In the text about Rivera below, what was the name of the mental hospital whose living conditions he exposed in 1972?

---------- GIVEN TEXT

One tangible bit of proof is the wedding band that Rivera has just begun to wear, a first for him. To his other wives he explained, "A man of action can't wear jewelry; he'll get it snagged." He now says, "I really feel married in a forever way."
Dyer and Rivera (and Gabriel, when he isn't in California with his mother) live on Manhattan's Upper East Side in a modest penthouse apartment that remains in a comfortable state of disarray. Dyer says, "I'd love America to see him as the gentle man he really is."
Conceded, Rivera is a much warmer man than he seems on TV. He cries at Lassie movies, cooks hot cereal for his son and even dresses casually—all right, too casually, the chinos expertly frayed, the jeans magnificently bleached. This does not explain why he feels compelled to interview bunnies in Hugh Hefner's pool or play the part of Bernie Goetz in a subway crime re-enactment. "He wants to support the disenfranchised," says inventor Anton Wilson, a close friend for 12 years. "He wants to see himself as a latter-day Edward R. Murrow. At the same time he knows he'll get the most attention by being a bad boy."
One of Rivera's heroes is Mike Wallace, the reporter for 60 Minutes, but Wallace is clearly uncomfortable with Rivera's idolatry. When asked about Rivera, Wallace replies, "Enough of talking about one another." Pressed further, Wallace reluctantly adds, "I think he is a very capable and intelligent fellow." End of conversation. In a reflective moment Rivera admits, "Everybody wants peer acceptance."
Nobody denies that he has done important work. He has won the George Foster Peabody Award for distinguished achievement in broadcast journalism, as well as seven local and three national Emmys. In 1972 he exposed intolerable living conditions at Willowbrook, a mental hospital on Stat-en Island. The report was as daring and resourceful as local TV gets, and Rivera still receives acclaim for it. Lest we forget, however, he will without provocation recite the famous opening lines from the show ("This is what it looked like. This is what it sounded like. But how can I tell you about the way it smelled..."). It can never be said that he lets his best work speak for itself.

--------------------
---------- LISTED ENTRIES

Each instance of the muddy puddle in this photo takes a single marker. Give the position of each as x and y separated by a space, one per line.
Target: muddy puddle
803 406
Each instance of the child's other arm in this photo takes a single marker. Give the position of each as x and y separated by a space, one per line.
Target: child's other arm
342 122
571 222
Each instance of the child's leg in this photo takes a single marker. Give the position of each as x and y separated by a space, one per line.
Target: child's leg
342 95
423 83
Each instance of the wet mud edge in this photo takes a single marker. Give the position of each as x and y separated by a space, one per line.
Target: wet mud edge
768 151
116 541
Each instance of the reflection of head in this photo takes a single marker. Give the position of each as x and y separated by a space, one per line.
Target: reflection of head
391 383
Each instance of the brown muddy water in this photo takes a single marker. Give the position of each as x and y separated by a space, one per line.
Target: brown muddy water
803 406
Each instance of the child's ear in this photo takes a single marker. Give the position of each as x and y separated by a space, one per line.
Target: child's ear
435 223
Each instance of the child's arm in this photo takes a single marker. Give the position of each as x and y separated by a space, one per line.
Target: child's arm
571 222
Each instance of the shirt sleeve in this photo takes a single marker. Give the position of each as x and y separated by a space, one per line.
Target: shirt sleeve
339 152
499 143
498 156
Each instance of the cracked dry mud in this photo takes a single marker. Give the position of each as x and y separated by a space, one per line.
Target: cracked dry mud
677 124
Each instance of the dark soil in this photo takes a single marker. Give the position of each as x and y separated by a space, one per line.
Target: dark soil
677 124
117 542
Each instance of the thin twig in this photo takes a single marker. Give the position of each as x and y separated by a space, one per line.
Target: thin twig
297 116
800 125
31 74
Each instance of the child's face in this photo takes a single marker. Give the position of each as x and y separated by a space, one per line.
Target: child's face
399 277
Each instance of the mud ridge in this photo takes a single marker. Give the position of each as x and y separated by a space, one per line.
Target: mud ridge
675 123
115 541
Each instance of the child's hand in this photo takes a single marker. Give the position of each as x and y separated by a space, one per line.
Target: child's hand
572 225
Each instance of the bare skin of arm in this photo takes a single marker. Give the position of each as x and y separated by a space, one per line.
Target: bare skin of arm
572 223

--------------------

[EXERCISE OUTPUT] Willowbrook